● **Given problem**: Write out the lines below word for word, leaving out the pictures.

|---|

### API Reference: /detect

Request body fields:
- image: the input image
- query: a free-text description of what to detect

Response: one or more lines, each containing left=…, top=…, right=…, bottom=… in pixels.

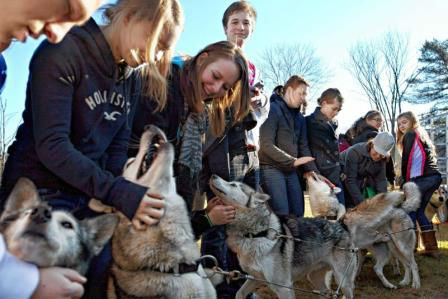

|---|

● **Written answer**:
### API Reference: /detect

Request body fields:
- image: the input image
- query: a free-text description of what to detect

Response: one or more lines, each containing left=…, top=…, right=…, bottom=… in pixels.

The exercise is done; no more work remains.